#### Task to carry out
Search the data below for lines that include the word "sweater" and state how many there are, nothing else.

(Beginning of Material for this exercise)

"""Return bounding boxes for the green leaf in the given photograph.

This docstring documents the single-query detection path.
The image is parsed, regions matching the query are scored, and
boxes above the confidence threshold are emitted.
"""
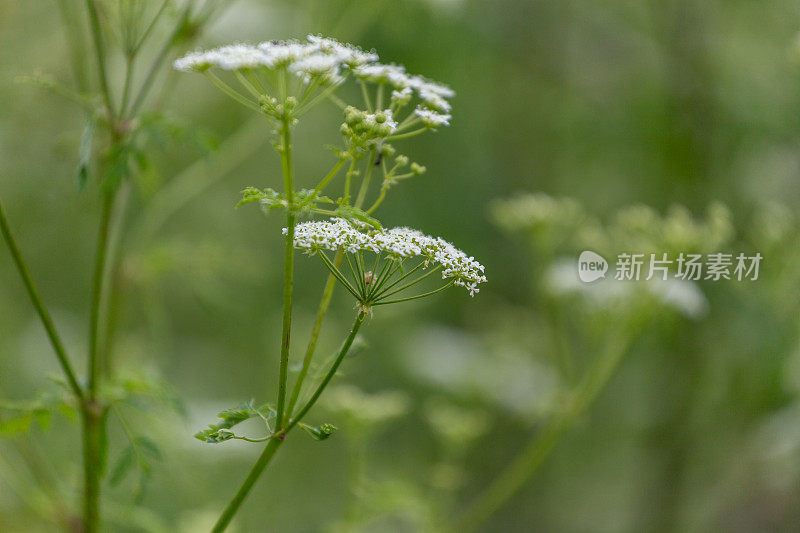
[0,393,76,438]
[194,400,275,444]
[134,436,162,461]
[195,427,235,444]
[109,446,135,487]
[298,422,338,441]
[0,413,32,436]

(End of Material for this exercise)
(Beginning of Material for this exercise)

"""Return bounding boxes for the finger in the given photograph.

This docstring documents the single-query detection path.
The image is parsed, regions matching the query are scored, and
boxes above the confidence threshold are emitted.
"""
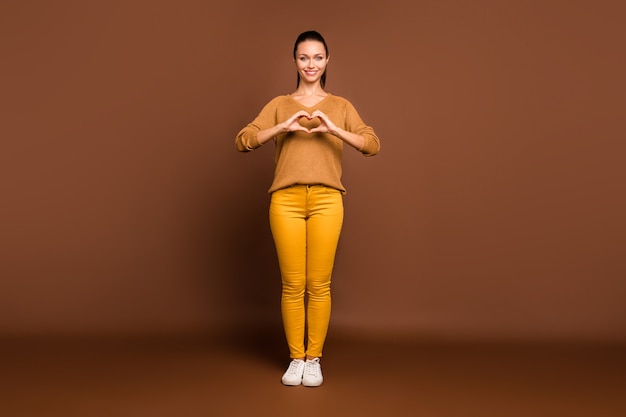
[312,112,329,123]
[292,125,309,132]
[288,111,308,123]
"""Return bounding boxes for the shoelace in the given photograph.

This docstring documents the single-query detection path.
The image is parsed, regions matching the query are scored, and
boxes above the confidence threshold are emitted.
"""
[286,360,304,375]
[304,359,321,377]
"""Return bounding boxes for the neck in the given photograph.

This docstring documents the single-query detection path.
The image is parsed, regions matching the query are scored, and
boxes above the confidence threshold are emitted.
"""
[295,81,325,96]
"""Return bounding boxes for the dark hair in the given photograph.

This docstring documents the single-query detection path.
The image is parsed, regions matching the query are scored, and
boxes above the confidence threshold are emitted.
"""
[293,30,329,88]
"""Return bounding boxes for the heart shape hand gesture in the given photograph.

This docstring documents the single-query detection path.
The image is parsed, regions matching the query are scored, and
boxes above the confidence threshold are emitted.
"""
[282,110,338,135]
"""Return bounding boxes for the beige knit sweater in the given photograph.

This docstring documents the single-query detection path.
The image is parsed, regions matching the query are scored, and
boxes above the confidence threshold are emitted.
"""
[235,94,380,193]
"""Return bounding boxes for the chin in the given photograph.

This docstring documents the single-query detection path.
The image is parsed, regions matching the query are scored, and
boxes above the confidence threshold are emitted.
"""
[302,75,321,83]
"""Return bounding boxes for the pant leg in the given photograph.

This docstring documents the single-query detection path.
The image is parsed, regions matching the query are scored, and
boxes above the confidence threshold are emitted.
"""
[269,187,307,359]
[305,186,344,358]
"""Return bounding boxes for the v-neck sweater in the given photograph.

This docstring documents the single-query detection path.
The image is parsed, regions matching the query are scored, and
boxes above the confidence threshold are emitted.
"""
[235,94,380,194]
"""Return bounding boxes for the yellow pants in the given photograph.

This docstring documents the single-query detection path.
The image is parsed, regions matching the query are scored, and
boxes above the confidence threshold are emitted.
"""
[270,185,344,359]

(End of Material for this exercise)
(Beginning of Material for this exercise)

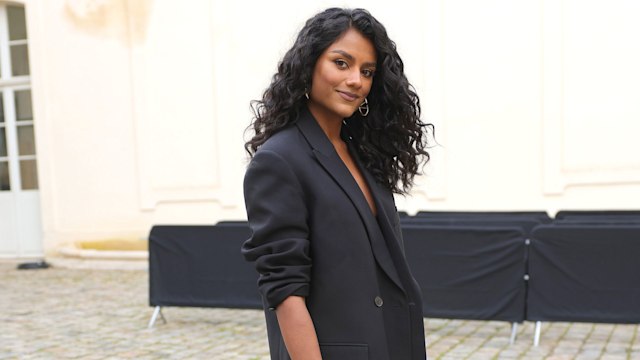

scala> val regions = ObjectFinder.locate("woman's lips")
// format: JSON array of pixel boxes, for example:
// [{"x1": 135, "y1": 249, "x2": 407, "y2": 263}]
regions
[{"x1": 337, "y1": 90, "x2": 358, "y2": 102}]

(End of Material for this exercise)

#### Answer below
2